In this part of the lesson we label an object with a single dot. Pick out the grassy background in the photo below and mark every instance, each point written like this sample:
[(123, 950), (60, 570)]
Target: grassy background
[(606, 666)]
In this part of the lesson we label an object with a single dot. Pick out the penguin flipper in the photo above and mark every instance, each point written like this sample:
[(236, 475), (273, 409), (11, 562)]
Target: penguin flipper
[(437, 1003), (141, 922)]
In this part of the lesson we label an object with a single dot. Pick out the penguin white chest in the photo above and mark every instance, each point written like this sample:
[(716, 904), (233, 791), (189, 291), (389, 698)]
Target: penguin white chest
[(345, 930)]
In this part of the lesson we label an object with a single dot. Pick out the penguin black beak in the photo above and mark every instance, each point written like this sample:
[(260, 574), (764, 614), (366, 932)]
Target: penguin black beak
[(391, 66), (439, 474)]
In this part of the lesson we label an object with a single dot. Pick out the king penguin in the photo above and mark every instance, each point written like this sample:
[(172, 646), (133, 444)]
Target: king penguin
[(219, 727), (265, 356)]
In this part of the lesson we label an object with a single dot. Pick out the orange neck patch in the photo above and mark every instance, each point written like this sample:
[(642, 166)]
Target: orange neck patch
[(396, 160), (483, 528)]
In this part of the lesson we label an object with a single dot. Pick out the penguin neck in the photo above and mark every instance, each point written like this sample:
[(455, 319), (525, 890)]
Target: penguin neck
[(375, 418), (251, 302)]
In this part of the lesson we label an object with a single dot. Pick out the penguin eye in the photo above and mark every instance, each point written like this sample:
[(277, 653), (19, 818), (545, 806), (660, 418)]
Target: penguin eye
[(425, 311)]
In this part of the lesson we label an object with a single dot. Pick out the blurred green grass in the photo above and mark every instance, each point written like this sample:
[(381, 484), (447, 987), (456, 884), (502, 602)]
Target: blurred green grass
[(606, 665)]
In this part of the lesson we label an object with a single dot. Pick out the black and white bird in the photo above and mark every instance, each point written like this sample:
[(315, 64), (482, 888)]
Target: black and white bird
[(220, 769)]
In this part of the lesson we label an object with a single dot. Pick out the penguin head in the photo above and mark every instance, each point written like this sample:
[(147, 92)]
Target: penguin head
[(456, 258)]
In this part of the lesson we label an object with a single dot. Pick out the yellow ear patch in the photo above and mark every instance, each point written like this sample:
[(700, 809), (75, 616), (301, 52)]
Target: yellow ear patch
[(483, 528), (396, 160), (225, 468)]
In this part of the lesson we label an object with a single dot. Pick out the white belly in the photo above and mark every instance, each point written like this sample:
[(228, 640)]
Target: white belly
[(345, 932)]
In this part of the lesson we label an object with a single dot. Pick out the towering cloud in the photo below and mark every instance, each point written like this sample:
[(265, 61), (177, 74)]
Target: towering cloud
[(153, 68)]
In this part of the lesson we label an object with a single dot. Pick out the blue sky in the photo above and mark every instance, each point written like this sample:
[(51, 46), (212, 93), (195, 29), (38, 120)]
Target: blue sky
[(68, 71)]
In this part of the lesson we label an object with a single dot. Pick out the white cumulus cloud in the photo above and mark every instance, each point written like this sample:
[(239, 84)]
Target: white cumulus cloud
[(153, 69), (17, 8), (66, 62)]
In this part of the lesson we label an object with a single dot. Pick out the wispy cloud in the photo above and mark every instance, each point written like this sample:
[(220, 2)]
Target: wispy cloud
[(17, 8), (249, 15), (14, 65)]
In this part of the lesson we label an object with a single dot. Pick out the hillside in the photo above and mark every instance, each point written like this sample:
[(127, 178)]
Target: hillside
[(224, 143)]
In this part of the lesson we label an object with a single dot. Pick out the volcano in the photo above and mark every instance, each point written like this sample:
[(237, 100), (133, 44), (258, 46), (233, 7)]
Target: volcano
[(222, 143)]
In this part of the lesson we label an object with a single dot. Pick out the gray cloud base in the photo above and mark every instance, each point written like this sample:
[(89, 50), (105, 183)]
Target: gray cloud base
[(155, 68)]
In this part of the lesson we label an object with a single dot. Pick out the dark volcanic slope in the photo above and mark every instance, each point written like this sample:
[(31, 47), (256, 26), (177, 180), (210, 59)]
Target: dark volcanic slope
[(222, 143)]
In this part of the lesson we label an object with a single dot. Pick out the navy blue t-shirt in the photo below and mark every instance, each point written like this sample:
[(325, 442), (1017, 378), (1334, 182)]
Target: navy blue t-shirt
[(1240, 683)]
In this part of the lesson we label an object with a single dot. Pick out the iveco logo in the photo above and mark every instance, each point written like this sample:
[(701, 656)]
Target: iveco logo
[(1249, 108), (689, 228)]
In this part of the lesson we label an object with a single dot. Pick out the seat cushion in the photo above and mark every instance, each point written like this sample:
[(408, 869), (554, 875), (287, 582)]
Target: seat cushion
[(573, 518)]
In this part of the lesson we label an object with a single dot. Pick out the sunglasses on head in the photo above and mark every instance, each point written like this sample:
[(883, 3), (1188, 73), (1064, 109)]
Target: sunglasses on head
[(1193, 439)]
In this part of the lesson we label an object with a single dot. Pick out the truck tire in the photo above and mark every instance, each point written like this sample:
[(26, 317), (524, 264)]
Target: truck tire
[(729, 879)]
======
**WHAT YOU SHOULD DO**
Start to finish, copy the material out exactly.

**FINISHED TASK**
In this part of the lesson we label an object with a single dot. Pick out the grassy background in the photo below and mark every instance, each point written like this sample:
[(123, 950), (60, 570)]
Target: grassy background
[(606, 666)]
In this part of the lesson we label an object with a single dot. Pick out the penguin flipper in the photo above and mark every instance, each point written like this sample:
[(236, 475), (273, 409), (11, 562)]
Target: penguin flipper
[(437, 1003), (141, 922)]
In this part of the lesson we label an object with a single dot. Pick out the penguin white chest in the photo above and mark every instance, each point written like this sample:
[(716, 904), (233, 791), (189, 291), (389, 698)]
Target: penguin white chest
[(345, 930)]
In this part of the lesson we label an object with a single dot. Pick out the penguin black beak in the photo above and mark every instance, each point written like this sample:
[(260, 574), (764, 614), (366, 932)]
Target: penguin black beak
[(391, 66), (439, 474)]
In this part of the lesson we label an object with a single dot. Pick out the king penguin in the photo above and mark every instance, each point written like this sample:
[(172, 646), (133, 444)]
Target: king penguin
[(219, 727), (265, 356)]
In this part of the lesson we label an object with a single dot. Pick out the orange neck patch in the photo above and mark every instance, each point written like this sample:
[(642, 166)]
Target: orange neck patch
[(396, 160), (483, 528)]
In this part of the lesson we label an object with a single dot. Pick out the penguin neck in the photo above and mark every instance, each point written like this sample:
[(455, 319), (525, 890)]
Target: penguin neck
[(375, 418), (251, 302)]
In this part of the lesson we label an object with a single dot. Pick out the penguin eye in the photo above and mark every instance, each point written like this sample:
[(277, 653), (19, 818), (545, 806), (660, 418)]
Target: penguin eye
[(425, 311)]
In this part of the lesson we label an object with a single dot. Pick out the blurred green grass in the photo above and mark every instance, each point written like this sample:
[(381, 484), (447, 987), (456, 884), (502, 602)]
Target: blurred green grass
[(606, 665)]
In this part of the lesson we label an object with a single dot. Pick out the black and white bird in the photo above and mark every instance, each point written like this sample:
[(315, 64), (482, 888)]
Target: black and white bird
[(220, 769)]
In this part of the lesson we label an object with a single dot. Pick out the penguin head in the photo above and mark every instance, each point written like this sample:
[(147, 92)]
Target: penguin head
[(456, 258)]
In this part of the lesson we label an object with a single dot. Pick out the yellow ear patch in the photo above and mark every instance, each point written like this sample:
[(700, 809), (75, 616), (301, 52)]
Target: yellow ear patch
[(483, 528), (396, 160), (225, 468)]
In this part of the lesson we label an object with a single dot. Pick out the white belly in the photo above and mark every instance, each point written like this sample:
[(228, 640)]
Target: white belly
[(345, 932)]
In this part of the lesson we label an object with a single dot. Pick out the towering cloud in the photo below and mark every instance, each point written like this sample:
[(265, 61), (177, 74)]
Target: towering cloud
[(153, 68)]
In this part of the lesson we label an object with a single dot. Pick out the blue sky in the photo above and mark every instance, each point written like this sample:
[(51, 46), (212, 93), (195, 29), (38, 120)]
Target: blue sky
[(68, 71)]
In this part of the lesson we label an object with a single dot. Pick out the white cumulus cloud in the photo above and mark every instance, each point written like this sample:
[(239, 84)]
Target: white cumulus cloud
[(153, 69), (17, 8), (66, 62)]
In this part of the lesson we label an object with a single dot. Pick out the wispy cloud in the photo above and mark every instance, each point written like this sample:
[(220, 2)]
Target: wispy cloud
[(17, 8), (249, 15), (14, 65)]
In this part of the lesson we label an object with a single dot. Pick out the hillside in the photo above and mark every instance, each point written like this sample:
[(127, 178)]
Target: hillside
[(224, 143)]
In this part of the lesson we label an object with a single dot. Pick out the volcano in the photo above and mark every instance, each point written like this sample:
[(237, 100), (133, 44), (258, 46), (233, 7)]
Target: volcano
[(222, 143)]
In this part of the lesson we label an object with a single dot. Pick out the gray cloud base in the photo above and mark every instance, each point written like this sample:
[(89, 50), (105, 183)]
Target: gray cloud base
[(155, 68)]
In this part of the lesson we label an object with a single dot. Pick out the dark volcanic slope in the photo above and mark every instance, each point written like this sample:
[(31, 47), (256, 26), (177, 180), (210, 59)]
Target: dark volcanic slope
[(222, 143)]
In this part of the lesson we label an object with a single dot. Pick out the navy blue t-shirt in the photo below and mark every instance, each point written like this sample:
[(325, 442), (1017, 378), (1334, 182)]
Target: navy blue t-shirt
[(1240, 683)]
In this part of the lesson we label an object with a single dot. Pick out the iveco logo in the photo above and mark every instance, each point written like this sample:
[(701, 656)]
Target: iveco logo
[(1249, 108), (689, 228)]
In this part of the lesson we label an object with a single dot. Pick out the seat cushion in the photo above and mark every instance, each point written like this sample:
[(408, 869), (554, 875), (287, 582)]
Target: seat cushion
[(573, 518)]
In this part of the lesson we label an object with a single dot. Pick out the sunglasses on head in the photo above and mark every instance, each point written like this sample:
[(883, 3), (1188, 73), (1064, 109)]
Target: sunglasses on head
[(1193, 439)]
In this part of the lesson we label an object with a single dot. Pick out the truck tire in the photo above and mark every instance, each point written like this sample:
[(26, 317), (524, 264)]
Target: truck tire
[(729, 879)]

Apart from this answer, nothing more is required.